## Exercise brief
Transcribe the material in full, exactly as written.

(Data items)
+-------+

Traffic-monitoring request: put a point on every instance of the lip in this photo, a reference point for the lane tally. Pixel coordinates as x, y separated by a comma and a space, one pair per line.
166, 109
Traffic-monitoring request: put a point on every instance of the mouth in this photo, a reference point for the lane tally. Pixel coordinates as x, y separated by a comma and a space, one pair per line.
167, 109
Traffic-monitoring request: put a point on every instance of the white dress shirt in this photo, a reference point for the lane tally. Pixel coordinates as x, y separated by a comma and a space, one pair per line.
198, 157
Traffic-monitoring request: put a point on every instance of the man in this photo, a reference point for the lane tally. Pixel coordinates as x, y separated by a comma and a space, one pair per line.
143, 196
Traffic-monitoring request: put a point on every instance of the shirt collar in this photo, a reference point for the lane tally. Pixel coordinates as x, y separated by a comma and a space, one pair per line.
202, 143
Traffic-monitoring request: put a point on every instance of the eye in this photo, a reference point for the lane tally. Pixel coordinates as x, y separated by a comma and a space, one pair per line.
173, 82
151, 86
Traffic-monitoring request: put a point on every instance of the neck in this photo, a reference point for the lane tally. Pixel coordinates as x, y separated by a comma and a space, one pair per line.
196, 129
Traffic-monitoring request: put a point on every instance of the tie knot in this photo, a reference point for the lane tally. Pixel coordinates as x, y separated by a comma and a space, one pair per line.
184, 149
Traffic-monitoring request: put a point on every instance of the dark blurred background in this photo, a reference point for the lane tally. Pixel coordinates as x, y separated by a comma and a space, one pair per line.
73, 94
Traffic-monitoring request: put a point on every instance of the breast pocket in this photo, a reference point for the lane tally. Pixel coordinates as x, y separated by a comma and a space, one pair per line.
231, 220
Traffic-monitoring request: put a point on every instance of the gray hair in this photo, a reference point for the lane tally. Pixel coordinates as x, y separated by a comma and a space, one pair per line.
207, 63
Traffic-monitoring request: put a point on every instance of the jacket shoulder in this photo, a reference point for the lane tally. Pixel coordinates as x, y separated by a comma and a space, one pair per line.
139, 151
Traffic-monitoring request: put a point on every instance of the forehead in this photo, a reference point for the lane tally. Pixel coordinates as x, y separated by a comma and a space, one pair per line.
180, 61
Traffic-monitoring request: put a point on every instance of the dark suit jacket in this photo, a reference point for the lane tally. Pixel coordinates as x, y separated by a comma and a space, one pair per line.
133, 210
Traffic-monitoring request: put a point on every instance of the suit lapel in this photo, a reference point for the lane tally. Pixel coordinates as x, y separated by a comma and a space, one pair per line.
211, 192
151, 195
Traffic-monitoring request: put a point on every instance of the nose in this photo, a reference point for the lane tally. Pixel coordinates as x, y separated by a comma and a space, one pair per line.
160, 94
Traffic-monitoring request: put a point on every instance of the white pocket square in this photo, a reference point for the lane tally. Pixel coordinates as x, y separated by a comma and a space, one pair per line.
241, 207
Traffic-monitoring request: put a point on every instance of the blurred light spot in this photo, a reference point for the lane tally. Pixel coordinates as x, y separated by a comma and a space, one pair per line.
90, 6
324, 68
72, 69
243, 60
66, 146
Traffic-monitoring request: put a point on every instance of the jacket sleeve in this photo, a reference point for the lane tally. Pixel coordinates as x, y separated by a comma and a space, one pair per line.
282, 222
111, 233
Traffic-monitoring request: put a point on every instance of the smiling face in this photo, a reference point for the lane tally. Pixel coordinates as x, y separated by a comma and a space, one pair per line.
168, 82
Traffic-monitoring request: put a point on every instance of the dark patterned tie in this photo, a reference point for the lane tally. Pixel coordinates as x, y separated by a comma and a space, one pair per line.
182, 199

+-------+

## Answer to the problem
Traffic-monitoring request: put a point on every instance of the lip in this photo, a reference point for the lane tally. Pixel coordinates as x, y separated by a comma and a space, one pair per line.
166, 109
Traffic-monitoring request: put a point on every instance of the mouth in this photo, a reference point for the lane tally. Pixel coordinates as x, y separated by a comma and a space, one pair per line.
167, 109
Traffic-monitoring request: put a point on every instance of the white dress shirt in this photo, a reference point for the lane tally. Pixel coordinates as x, y separated by a comma and a space, one pair per line.
198, 157
Traffic-monitoring request: put a point on every instance of the man in this photo, a reference point for the lane tally. Pixel coordinates as x, y separated by a comma and a space, one pair per line.
143, 196
Traffic-monitoring request: put a point on every instance of the shirt collar in this photo, a reference point for the lane tally. Pixel coordinates as x, y separated by a comma and a space, one pair per line.
202, 143
Traffic-monitoring request: put a point on every instance of the eye in this photo, a reference point for the lane tally. Pixel coordinates as x, y separated by a comma and a space, one pair per line.
173, 82
151, 86
Traffic-monitoring request: put a point on every instance of the neck in this photo, a reference point for the lane tally. Pixel coordinates as x, y separated by a comma and a space, one pair per line.
196, 129
Traffic-monitoring request: put a point on every instance of the tie knot in this photo, a reference point for the lane tally. Pixel coordinates as x, y separated by a comma and a space, one pair per line.
184, 149
Traffic-monitoring request: put a point on every instance of the dark blurred background in this photo, a reference point for the lane tally. Pixel coordinates as x, y separated by a comma and a space, one pair per line.
73, 94
Traffic-monitoring request: put a point on every instance of the breast pocket in this photo, a reference point for the lane tally. Pixel coordinates as x, y separated by a comma and a space, one pair per line.
231, 220
Traffic-monitoring request: put a point on every instance of the gray hair in this photo, a reference point for the lane tally. Pixel coordinates as x, y separated by a comma and a space, one pair per line.
207, 63
Traffic-monitoring request: put a point on every instance of the jacket shoulder in this photo, a reference point for the lane tally. Pixel coordinates as x, y separated by a comma and a space, one pair per line.
139, 151
Traffic-monitoring request: put a point on every instance of the forehead in this photo, a reference point for the lane tally. Pixel coordinates as x, y separated by a comma and a space, one pair per line.
180, 61
Traffic-monitoring request: put a point on every instance of the dark suit jacket in this photo, a reference point for the lane tally. Pixel coordinates as x, y separated by a comma and a space, one pair per line.
133, 210
Traffic-monitoring request: put a point on every instance of the suit lapel in this photo, a reference point for the lane tally. Pixel coordinates as x, y separated by a comma and a space, one pair per line.
211, 192
151, 195
Traffic-monitoring request: put a point on every instance of the nose in this photo, a reference point for the lane tally. Pixel coordinates as x, y separated by a comma and a space, one pair per line.
160, 94
Traffic-monitoring request: put a point on every instance of the white pocket square in this photo, a reference point for the lane tally. Pixel coordinates as x, y separated by a comma and a space, one pair per line.
241, 207
Traffic-monitoring request: put a point on every instance of the blurred light spot in this photo, a reference point for the lane tally. Pixel coordinates as x, y separated by a comma and a space, one pair per line.
90, 6
324, 68
72, 69
243, 60
66, 146
Traffic-monitoring request: put a point on every instance of the jacket sleeve in this photo, a reference point for the lane tally. Pixel coordinates as x, y separated by a comma and a space, one pair per line.
282, 222
111, 233
Traffic-monitoring request: put a point on every instance of the smiling face in this photo, a reference point for the lane tally. Pixel coordinates as x, y separated by a comma and a space, one pair per line.
168, 82
Traffic-monitoring request: put a point on every instance of the dark patterned tie in this photo, a reference point for the lane tally. Pixel coordinates as x, y separated by a comma and a space, one pair per line.
182, 199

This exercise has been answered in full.